**DIRECTION:** Rewrite the listing from the line that contains "Q: Put a point on each instance of the glossy" down to the end, requests and all. Add 100 to every x and y coordinate in the answer points, but leave the sample coordinates unchanged.

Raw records
++++

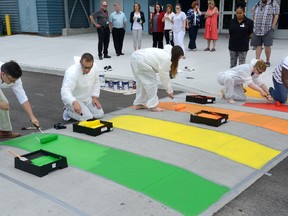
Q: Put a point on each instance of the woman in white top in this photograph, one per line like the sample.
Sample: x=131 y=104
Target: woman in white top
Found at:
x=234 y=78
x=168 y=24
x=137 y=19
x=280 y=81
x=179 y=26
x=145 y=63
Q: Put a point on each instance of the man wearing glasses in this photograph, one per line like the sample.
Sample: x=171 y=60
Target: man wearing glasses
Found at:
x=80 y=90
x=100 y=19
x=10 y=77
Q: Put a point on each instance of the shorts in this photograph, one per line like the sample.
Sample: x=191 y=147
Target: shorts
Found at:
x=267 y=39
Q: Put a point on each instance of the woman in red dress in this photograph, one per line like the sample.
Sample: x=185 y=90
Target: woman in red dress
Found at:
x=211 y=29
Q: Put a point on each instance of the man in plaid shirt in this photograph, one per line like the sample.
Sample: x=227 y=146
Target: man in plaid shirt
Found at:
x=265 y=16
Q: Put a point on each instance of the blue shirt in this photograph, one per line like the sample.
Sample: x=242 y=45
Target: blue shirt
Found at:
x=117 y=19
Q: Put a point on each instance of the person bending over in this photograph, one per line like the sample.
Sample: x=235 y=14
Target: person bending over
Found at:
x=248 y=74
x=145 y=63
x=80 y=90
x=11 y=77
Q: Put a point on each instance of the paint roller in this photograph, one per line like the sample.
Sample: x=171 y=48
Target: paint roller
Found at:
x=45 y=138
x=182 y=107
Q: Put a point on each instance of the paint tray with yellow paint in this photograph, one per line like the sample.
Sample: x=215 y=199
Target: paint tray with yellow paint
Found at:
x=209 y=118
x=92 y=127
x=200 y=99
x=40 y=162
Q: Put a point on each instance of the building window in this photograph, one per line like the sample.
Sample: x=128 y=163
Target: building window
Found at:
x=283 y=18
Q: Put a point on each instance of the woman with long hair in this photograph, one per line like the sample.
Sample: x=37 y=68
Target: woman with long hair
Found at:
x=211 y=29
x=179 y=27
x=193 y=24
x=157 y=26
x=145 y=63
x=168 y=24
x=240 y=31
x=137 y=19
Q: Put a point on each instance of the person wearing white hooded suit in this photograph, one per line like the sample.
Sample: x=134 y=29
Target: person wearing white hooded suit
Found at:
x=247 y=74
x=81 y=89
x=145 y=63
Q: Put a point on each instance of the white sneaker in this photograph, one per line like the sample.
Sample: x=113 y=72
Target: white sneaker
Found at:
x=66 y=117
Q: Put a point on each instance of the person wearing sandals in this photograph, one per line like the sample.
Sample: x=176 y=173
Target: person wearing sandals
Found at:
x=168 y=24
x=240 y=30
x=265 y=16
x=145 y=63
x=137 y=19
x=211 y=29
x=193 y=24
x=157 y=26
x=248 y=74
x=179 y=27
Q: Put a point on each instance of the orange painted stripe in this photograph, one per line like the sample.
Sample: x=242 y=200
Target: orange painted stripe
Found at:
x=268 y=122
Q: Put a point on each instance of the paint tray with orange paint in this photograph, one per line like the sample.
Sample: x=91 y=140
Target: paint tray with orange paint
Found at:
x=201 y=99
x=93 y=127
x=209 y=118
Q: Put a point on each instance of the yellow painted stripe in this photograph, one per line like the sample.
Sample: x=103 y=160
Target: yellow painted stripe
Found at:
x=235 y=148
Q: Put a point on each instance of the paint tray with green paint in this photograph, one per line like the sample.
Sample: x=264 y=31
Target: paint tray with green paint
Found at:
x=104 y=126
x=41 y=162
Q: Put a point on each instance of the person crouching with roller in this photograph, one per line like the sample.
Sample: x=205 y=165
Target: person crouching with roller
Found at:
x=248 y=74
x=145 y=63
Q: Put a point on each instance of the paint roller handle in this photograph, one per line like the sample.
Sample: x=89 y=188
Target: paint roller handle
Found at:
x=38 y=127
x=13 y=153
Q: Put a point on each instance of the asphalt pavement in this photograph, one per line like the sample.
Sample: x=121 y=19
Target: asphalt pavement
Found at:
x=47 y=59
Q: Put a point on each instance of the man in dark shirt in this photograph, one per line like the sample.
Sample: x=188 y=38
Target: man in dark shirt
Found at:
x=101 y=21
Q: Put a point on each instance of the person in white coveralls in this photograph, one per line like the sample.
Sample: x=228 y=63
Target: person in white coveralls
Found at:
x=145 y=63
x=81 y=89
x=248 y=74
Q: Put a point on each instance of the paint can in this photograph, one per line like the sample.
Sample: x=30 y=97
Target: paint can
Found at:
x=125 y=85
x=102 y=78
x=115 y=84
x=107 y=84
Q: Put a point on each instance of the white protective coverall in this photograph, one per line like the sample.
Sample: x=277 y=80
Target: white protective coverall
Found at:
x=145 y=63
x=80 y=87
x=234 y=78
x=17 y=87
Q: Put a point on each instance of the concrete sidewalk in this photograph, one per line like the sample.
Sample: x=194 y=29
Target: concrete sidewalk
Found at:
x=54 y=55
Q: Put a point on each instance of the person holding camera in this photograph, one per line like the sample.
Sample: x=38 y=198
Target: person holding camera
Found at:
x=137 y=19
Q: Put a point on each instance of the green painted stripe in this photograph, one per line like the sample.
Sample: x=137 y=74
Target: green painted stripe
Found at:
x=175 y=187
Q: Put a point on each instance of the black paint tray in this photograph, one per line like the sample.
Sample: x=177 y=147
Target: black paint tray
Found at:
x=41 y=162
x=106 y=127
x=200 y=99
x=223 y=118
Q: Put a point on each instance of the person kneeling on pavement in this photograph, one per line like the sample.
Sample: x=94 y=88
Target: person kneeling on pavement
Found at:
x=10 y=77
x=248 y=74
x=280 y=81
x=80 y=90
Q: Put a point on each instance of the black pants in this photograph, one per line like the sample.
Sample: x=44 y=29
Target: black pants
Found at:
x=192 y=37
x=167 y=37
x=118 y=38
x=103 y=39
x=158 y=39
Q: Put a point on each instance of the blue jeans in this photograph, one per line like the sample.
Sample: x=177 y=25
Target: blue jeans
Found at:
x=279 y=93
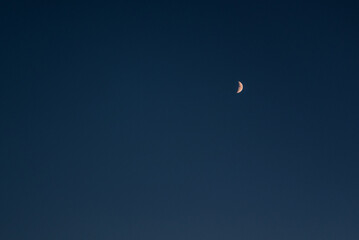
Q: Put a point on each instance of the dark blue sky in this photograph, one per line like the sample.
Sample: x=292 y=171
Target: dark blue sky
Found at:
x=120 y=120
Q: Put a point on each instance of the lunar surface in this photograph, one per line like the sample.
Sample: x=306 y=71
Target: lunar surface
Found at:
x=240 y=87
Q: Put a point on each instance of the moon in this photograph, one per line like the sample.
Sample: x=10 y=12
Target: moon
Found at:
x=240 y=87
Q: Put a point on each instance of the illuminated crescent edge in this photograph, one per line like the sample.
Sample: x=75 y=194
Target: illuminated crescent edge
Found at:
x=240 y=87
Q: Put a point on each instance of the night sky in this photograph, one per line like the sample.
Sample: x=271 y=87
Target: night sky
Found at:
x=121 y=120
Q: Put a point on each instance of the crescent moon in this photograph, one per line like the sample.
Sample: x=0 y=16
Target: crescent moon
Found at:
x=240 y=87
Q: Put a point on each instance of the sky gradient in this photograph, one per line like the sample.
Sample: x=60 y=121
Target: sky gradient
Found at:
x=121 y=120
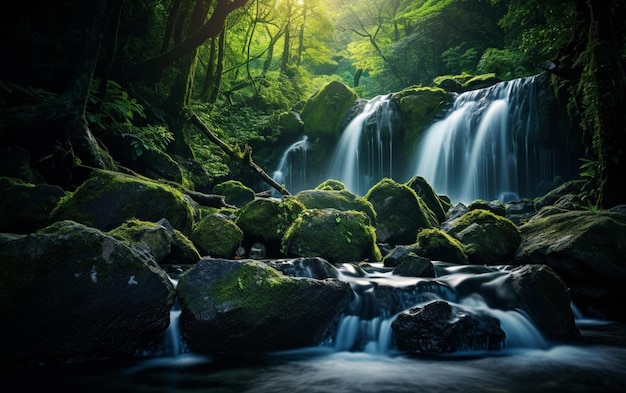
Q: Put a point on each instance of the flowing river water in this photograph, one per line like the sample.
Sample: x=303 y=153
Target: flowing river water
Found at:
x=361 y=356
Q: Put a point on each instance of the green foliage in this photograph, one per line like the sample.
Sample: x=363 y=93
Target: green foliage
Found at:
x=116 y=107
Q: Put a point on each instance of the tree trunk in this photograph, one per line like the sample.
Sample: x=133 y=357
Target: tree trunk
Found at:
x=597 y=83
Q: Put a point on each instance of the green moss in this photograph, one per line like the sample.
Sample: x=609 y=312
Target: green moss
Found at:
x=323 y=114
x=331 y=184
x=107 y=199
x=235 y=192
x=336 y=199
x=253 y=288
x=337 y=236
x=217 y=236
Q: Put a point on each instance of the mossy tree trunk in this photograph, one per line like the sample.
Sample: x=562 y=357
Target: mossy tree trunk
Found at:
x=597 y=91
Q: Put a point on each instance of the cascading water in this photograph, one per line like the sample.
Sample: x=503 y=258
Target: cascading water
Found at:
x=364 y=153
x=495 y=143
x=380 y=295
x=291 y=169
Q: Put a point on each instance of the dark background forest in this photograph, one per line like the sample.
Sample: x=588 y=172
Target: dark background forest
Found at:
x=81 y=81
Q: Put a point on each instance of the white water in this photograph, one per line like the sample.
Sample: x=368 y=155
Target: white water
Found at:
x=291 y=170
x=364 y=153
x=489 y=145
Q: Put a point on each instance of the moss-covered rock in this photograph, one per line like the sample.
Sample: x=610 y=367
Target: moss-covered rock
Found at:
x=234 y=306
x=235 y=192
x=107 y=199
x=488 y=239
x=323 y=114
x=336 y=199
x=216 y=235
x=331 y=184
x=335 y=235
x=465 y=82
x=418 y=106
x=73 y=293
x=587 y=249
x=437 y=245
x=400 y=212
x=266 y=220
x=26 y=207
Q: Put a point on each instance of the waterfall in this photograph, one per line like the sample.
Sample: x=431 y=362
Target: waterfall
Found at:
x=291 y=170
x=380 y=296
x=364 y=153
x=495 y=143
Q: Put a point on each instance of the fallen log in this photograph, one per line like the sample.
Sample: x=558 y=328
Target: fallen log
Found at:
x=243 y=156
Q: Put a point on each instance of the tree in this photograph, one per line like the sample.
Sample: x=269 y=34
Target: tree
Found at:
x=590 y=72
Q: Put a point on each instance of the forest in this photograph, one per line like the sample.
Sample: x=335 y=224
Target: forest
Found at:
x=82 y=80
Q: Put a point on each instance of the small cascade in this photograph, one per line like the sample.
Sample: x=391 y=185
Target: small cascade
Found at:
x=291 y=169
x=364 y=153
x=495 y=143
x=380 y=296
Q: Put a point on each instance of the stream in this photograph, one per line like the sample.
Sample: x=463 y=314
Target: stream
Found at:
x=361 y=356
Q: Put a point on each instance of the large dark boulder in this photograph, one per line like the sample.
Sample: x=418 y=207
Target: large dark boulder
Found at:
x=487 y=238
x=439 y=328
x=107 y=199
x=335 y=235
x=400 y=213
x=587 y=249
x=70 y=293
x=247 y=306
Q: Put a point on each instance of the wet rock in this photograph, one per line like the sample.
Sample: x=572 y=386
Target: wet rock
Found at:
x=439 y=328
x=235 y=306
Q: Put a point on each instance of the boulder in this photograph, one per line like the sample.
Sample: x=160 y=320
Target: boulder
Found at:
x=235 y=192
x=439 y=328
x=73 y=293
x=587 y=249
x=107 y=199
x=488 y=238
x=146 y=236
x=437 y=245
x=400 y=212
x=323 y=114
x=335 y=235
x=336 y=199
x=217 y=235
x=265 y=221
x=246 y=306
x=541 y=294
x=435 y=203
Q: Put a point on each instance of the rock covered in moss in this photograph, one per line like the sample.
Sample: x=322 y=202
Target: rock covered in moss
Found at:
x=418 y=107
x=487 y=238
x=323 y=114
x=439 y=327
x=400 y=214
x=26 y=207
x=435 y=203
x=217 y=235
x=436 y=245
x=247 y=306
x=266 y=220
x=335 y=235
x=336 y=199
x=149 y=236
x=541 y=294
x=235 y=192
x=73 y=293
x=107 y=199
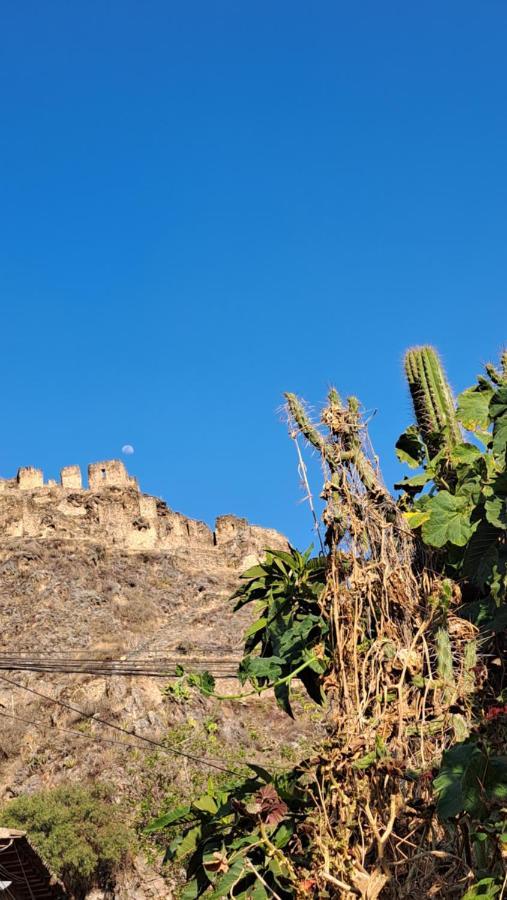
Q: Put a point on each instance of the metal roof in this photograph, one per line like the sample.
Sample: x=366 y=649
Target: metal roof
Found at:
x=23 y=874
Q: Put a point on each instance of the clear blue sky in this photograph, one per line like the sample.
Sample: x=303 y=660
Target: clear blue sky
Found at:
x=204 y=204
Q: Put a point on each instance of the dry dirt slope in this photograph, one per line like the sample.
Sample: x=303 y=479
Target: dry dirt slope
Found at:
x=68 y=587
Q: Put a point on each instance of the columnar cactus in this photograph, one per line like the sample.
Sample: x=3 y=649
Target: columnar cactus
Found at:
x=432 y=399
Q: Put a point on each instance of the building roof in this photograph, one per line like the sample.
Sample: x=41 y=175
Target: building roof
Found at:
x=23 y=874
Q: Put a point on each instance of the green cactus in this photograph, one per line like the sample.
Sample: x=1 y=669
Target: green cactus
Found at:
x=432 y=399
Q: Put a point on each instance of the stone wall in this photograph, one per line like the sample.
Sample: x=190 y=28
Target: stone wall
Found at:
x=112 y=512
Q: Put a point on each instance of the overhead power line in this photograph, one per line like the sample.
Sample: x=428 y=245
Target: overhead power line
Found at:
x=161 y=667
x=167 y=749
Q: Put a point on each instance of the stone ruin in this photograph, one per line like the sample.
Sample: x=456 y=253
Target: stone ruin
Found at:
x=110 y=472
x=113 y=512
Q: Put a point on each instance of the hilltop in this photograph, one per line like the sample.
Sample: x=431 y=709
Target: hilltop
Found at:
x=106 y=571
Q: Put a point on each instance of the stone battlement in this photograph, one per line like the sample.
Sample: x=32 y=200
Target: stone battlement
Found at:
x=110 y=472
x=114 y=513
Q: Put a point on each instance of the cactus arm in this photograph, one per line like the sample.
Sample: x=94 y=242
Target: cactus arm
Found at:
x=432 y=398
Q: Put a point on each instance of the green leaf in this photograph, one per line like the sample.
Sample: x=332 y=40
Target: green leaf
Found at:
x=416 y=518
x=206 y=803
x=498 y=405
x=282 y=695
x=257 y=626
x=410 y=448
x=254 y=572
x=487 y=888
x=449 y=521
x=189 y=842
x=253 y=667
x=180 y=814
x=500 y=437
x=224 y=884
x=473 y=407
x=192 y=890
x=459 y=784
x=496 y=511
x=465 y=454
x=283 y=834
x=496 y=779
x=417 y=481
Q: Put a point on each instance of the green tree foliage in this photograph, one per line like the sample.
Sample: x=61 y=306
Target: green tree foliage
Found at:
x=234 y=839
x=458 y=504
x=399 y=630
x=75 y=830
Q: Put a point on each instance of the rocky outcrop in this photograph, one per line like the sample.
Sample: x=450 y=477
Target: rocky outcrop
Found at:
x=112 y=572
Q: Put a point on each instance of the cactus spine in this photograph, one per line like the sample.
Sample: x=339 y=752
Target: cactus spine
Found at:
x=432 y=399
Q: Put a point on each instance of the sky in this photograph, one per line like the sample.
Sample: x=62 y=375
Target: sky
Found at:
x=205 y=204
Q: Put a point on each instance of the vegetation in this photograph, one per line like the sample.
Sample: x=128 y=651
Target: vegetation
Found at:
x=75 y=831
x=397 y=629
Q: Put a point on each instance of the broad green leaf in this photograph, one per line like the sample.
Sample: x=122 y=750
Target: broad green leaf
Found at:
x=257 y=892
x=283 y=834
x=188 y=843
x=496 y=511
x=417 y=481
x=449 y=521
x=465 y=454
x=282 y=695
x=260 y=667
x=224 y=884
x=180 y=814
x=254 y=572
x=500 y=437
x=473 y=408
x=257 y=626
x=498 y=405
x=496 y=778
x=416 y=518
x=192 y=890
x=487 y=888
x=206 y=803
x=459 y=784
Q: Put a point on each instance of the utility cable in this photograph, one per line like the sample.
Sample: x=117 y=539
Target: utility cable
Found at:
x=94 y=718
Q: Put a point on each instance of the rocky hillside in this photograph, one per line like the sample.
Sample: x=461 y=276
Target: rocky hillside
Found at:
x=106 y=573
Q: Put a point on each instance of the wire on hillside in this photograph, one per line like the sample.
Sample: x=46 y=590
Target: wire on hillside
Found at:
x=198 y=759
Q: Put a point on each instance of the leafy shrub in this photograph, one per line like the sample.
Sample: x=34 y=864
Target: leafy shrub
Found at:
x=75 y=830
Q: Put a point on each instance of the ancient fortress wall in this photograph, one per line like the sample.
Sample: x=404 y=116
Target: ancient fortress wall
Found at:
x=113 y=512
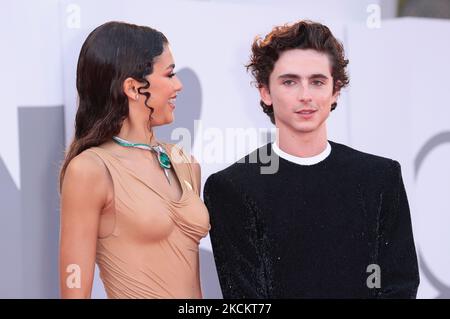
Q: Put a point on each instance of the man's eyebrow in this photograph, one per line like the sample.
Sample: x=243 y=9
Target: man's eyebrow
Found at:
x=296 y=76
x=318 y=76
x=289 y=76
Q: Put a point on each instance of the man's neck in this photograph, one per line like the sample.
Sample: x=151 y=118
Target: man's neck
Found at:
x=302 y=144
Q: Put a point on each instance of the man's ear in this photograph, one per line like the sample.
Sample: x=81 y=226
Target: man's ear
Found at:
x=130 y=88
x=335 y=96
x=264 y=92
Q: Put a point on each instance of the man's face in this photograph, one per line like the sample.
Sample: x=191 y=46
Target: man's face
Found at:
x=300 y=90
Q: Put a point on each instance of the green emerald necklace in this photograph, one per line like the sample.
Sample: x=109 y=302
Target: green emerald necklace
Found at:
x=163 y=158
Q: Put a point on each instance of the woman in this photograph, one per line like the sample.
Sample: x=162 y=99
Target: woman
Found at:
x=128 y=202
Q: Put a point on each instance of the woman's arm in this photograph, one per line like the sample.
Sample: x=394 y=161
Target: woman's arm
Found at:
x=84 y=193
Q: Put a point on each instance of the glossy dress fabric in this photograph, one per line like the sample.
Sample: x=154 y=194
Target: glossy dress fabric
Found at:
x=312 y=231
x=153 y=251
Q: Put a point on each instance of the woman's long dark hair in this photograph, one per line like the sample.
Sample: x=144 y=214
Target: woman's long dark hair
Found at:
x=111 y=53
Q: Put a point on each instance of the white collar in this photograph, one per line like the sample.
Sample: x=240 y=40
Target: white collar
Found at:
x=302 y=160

++++

**RESULT OF THE TASK:**
Q: Put a point on each instance of the glossy dress fabric in this photograph, one per line like the sample.
Sample: x=154 y=194
Target: glossy dress fabric
Found at:
x=412 y=331
x=253 y=351
Q: Put a point on each instance of the woman's long dark hair in this photograph, one per line like the sample.
Sample: x=144 y=214
Target: woman's long dark hair
Found at:
x=211 y=153
Q: Put a point on each instance of the white collar in this photograph, one per line like the sample.
Sample: x=240 y=40
Target: white collar
Found at:
x=402 y=260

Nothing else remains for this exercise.